**Extract provided**
---

Carrots and Artichokes

I have a lot of artichoke stuff. It’s because of a carrot.

Not the carrot of the famous carrot story -  an unrelated carrot.

My mom had a friend I’ll call Anne, because that’s not her name.

Anne’s husband dumped her for another woman. She was the first person I ever knew to use the c-word. (Not carrot.) I didn’t hear it from her; I heard it from my mom when she told me they referred to the other woman as c-word face.

Later, my mother would use that word in a game of hangman while we sat endlessly in family court, waiting for the judge to decide how much money my dad was never gonna pay.

But I’m trying to get to carrots, and from there to artichokes.

Around 1971, my mom and some other women from the Unitarian Church decided to form a women’s group. Feminism was hipster trendy in the early 70s, like kindness now.

But then they decided to include their husbands, and have an Encounter Group, also very stylish. They got together nearly every Friday night for years. It was my favorite night of the week, as long as it wasn’t at our house. Then, we had to stay in our rooms until it was over - usually about two hours. But most of the time, it meant soda and chips and tv, first the Brady Bunch and Partridge Family, later Love Boat and Fantasy Island.

Anne and her husband were in this group so it was kind of a thing when they split up. Eventually all but two couples out of the original six or eight had divorced.

For several years, though, they talked regularly about their marriages and their friendships with each other, their ambitions and obstacles, not so much their kids.  They studied all the hot behavioral psychology of the era, reading books like I’m OK, You’re OK and Games People Play. They did a transcendental meditation workshop and a Rolfing session and eventually most of them did the EST training, which was the peak of the movement toward talking and thinking about yourself endlessly.

So one Friday night, before CFace, Anne announced she was tired of the word “relationship”. That she felt it was overused and tired; she was starting to cringe when anyone used it. She acknowledged that they could hardly stop talking about such things, as it was why they were there, but that they should substitute a new word, just to make it more interesting and the use of the word a little more thoughtful. She suggested “carrot”.

---

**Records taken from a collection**
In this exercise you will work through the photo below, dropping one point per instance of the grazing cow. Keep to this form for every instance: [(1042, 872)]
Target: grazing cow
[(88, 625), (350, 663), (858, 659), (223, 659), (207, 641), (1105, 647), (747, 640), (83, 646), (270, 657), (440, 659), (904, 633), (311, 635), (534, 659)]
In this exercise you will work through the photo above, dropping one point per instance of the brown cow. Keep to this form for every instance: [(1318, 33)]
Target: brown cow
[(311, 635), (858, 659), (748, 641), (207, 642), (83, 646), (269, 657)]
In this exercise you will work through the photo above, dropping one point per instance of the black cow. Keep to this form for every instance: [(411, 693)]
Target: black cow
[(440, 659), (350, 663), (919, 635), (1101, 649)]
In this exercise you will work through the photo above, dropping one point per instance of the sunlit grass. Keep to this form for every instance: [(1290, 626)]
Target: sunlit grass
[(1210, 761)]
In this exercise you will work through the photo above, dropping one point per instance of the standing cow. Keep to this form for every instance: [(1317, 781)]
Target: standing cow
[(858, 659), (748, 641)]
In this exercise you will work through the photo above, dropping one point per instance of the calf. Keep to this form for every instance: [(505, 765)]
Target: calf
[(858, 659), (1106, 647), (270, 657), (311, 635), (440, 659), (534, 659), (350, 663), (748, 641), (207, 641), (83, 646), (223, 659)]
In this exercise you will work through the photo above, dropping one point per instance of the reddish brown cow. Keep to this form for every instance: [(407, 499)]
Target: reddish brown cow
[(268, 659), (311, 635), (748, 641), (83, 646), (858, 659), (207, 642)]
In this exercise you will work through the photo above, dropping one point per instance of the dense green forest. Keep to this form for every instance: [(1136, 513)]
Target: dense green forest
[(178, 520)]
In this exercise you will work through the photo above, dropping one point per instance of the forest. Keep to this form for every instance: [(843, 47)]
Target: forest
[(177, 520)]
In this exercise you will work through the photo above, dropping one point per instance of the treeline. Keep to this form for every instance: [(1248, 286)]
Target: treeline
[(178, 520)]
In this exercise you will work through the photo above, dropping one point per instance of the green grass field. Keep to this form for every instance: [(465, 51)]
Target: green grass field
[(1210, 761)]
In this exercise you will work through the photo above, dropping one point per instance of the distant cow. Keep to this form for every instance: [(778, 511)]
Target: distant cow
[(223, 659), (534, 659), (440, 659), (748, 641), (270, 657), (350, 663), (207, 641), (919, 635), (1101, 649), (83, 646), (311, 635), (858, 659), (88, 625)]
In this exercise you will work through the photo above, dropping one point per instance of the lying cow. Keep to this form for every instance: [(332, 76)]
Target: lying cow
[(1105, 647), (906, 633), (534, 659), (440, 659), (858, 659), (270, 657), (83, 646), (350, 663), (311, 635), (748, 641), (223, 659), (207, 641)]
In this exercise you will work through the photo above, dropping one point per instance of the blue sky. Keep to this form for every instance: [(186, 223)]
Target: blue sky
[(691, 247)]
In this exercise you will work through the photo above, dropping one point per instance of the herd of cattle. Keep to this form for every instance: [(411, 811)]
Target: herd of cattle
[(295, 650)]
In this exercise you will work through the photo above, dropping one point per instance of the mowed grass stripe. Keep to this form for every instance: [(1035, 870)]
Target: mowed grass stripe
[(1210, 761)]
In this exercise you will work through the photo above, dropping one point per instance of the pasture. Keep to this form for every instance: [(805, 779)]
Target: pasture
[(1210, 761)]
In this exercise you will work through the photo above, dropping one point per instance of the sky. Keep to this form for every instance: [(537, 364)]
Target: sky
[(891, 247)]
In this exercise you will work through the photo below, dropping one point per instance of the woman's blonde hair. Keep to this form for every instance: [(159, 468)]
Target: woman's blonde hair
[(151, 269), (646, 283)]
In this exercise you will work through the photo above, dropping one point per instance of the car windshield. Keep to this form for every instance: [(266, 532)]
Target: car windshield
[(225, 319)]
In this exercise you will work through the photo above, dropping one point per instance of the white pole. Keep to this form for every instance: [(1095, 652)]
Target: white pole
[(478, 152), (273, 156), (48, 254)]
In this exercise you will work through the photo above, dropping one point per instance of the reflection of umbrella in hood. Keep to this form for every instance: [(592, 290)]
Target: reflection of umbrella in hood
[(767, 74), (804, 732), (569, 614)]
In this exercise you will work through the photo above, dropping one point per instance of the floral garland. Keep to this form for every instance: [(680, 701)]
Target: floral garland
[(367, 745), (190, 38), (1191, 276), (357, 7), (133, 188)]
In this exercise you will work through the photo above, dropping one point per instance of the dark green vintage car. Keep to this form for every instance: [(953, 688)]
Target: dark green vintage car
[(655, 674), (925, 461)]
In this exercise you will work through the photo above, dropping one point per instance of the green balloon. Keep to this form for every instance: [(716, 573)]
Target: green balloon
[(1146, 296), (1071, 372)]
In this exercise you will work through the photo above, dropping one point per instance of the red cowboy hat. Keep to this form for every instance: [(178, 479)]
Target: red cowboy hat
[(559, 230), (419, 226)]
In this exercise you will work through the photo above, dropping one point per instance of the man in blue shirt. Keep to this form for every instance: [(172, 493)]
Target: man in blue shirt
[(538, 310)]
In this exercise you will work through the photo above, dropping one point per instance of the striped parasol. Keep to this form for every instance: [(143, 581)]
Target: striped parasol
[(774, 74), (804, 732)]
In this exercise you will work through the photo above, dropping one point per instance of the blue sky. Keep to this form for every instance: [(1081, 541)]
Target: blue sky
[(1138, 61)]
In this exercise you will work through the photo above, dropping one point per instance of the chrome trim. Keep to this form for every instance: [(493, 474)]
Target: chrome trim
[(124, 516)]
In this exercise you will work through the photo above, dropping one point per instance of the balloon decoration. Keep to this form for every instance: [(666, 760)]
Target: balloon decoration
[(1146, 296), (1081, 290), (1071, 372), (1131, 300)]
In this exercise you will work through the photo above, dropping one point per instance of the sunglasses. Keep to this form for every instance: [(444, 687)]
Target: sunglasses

---

**Questions**
1/ Put this sentence from the Carrots and Artichokes piece into Spanish: "They got together nearly every Friday night for years."
2/ Carry on the Carrots and Artichokes piece from the point where it stops.

**Results**
1/ Se reunían casi todos los viernes por la noche durante años.

2/
It didn’t really catch on. I think a successful word substitution has to have the same number of syllables. Syllables are why parodies work.

A few years later, my mother was trying to land on a word we could both stand to use for women who date other women. She said ‘lesbian’; i said i thought it seemed clinical, and confining. I suggested “dyke” and “queer”. I think this was about 1982 so those were soundly rejected.

Then she remembered Anne and the Carrot. “I’ve got it! Artichoke!”

For her it only needed to be another vegetable to fit neatly in this system that she found hilarious and useful.

She didn’t really appreciate my insight that an artichoke is kinda dry and spiny like a pinecone or a pineapple on the outside, but that it has a highly edible heart, especially if it’s dipped in melted garlic butter.

So now I have a lot of artichoke art and tchotchkes. I’ve debulked some; it was her default gift idea for awhile.

More recently I think Anne, rather than taking the Carrot proposal one step too far, did not take it far enough. By agreeing that it was still necessary to have a word for Relationship, she weakened her position. We have turned our relationships into a Thing. Like in your marriage you don’t just have you and your partner, you have your Relationship. Like it’s this whole other mouth you gotta feed.

It’s not, though. It’s not a thing. It’s an idea and it changes all the time and you and your partner would never draw it the same way. Even if you both agreed it was a carrot, your carrot and their carrot would not come out looking the same. And you probably won’t agree on how it should be served.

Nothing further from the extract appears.